Alıntı metin:
──────
Hafız Esed sözünde durdu ve Suriyeliler bu süreçte bize petrol satışı gerçekleştirdi. Bir aksilik olmasından korktuğumuz için alternatif planlar da kurmuştuk ancak sorun olmadı, iki ülkeden yetkililerinin yer aldığı ortak bir komisyon, Suriye’den gelen petrolün tankerlerle aktarımını organize ediyordu.
Ürdün’ün resmi tutumunun; “Herhangi bir Arap ülkesine yönelik askeri müdahaleyi reddetmek” olduğunu duyurduk. Kuveyt’i devlet olarak tanıdığımızı yineledik. Irak’a yönelik ‘ambargoyu’ da tanıdığımızı ifade ettik. Açıklamalarımız son derece dikkatliydi, bize karşı oluşan havayı dağıtmak için, çok özenli ve dengeli bir resmi dil benimsedik.
“ABD’nin Amman Büyükelçisi Roger G. Harrison, Irak karşıtı koalisyon içinde yer almamız için üzerimizdeki baskısını arttırıyordu. Israrcı tutumu nedeniyle bir gün kendisine; “Israra gerek yok, Amerikan baskısı dolayısıyla pozisyonumuzu değiştirecek değiliz. Irak-Kuveyt krizine barışçıl bir çözüm bulunması taraftarıyız ve meselenin Araplar arasında halledilmesinden yanayız, halkımızın tutumu ile resmi tutumumuz uyumludur” dedim. O günden sonra meseleyi bir daha gündeme getirmedi. Bakanlar kuruluna, “Amerikalılar tutumumuzdan memnun değil, muhtemelen bizi yardımları kesmekle tehdit edeceklerdir” dediğimi hatırlıyorum. Irak krizinin uzun süreli olacağına dair işaretler vardı ve kendimizi bu duruma hazırlamalıydık. Bu saatten sonra hata yapmamalıydık, herhangi bir yanlış hesaplama bizim için felaket anlamına gelebilirdi. İtiraf etmek gerekir ki; dünyadan ve çevremizden soyutlanarak hayatta kalamazdık, çünkü birçok stratejik temel ürün dışarıdan geliyordu. Çoğu ülkeden daha fazla dışa bağımlıydık.”
──────
Sağlanan malzeme:
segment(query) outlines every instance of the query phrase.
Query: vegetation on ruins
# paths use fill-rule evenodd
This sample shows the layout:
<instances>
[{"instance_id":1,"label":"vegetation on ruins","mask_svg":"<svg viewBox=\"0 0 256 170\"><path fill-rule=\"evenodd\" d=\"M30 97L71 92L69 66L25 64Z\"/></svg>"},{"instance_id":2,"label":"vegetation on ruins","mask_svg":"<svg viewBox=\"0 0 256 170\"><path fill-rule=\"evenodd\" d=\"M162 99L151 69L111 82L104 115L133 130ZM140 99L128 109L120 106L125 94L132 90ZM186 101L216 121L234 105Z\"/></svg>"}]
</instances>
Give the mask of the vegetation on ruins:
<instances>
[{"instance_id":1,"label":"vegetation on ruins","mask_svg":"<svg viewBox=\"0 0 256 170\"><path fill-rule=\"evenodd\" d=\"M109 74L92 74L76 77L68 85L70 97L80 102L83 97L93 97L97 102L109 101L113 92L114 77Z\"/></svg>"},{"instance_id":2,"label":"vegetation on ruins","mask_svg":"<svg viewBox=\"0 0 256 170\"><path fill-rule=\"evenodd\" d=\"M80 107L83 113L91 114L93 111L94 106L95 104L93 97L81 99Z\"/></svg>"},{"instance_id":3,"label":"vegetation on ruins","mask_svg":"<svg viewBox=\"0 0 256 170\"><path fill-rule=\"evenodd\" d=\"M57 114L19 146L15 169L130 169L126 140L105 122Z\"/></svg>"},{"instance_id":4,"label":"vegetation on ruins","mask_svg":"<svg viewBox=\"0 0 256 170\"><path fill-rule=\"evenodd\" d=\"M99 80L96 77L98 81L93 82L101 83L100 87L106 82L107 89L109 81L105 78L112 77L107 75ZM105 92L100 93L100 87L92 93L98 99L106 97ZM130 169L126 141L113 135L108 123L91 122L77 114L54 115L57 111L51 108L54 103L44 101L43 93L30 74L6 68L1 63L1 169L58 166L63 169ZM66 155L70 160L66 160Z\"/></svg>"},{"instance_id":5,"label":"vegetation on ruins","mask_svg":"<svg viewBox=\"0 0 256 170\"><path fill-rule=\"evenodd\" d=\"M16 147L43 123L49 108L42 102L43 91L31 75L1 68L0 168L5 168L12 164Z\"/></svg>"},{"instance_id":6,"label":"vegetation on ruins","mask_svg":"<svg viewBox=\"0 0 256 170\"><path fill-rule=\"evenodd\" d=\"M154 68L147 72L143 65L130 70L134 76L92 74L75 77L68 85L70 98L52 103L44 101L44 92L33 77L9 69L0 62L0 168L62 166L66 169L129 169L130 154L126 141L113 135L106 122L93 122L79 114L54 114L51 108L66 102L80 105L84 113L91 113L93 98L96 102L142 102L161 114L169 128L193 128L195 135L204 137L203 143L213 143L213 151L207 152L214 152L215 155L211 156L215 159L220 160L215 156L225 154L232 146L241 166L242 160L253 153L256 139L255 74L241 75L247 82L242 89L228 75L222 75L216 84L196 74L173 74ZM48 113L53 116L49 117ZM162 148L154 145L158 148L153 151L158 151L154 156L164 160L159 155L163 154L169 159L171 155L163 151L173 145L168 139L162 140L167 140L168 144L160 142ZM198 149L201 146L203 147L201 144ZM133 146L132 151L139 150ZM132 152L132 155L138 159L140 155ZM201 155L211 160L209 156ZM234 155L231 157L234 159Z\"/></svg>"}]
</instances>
──────
Yapılacak iş: Ürdün'ün Irak-Kuveyt krizindeki tutumunu anlatan metni, son cümlesinden sonra aynı anlatımla sürdürün.

Görev çıktısı:
Saddam tuzağa düştü
Kral Hüseyin uluslararası temaslarını yoğunlaştırdı, daha doğrusu yoğun temaslarını ara vermeksizin sürdürdü. Aynı zamanda ülke içindeki sorunları da yakından takip ediyordu. Olağanüstü Hal konseyiyle düzenli toplantılar yapıyor, kendisine sunulan raporları dikkatle okuyordu. Ocak ayının sonunda başbakanlığı ziyaret etti ve son derece incelikli bakış açısıyla mevcut durumla nasıl başa çıkabileceğimiz hususunda bizi aydınlattı. Toplantı sonrasında şöyle söylediğini hatırlıyorum:
“Bu savaşın tek bir amacı var, o da; İsrail’in bölgedeki tek güç olarak kalması, Kuveyt bir tuzaktı, Saddam’ı içine çektiler, Irak’ı uzun süre rahat bırakmayacaklardır, gücünü sıfıra indirene kadar vurmaya devam edecekler.”
“Ürdün’e yönelik çemberin daraldığını hissediyorduk, Irak karşıtı koalisyonda yer almamız için ABD’nin baskısı yeniden başladı. Amerikan maslahatgüzarı bize şunu söyledi: "Irak'a karşı olduğunuzu ilan edin, sonra ne isterseniz yapın”. Kral Hüseyin köşeye sıkışmıştı, bir yanda, savaşta Irak’a destek olmasını isteyen siyasi ve sivil güçler, bir yanda da Ürdün’ün resmi pozisyonunu değiştirmesi için baskı yapan uluslararası karar vericiler. Zor bir seçim yapmamız gerekiyordu, ülke olarak iç kamuoyunda ‘Nisan Esintisi’ anlaşmasıyla, farklı cepheler arasındaki gerginliği yeni sonlandırmış ve ‘güven krizini’ aşmıştık. Toplum olarak bütünleşmemiz gereken bir süreçteydik. Toplumun ciddi bir kesimi, ne pahasına olursa olsun Irak’ı yalnız bırakmamamız gerektiğini düşünüyordu.”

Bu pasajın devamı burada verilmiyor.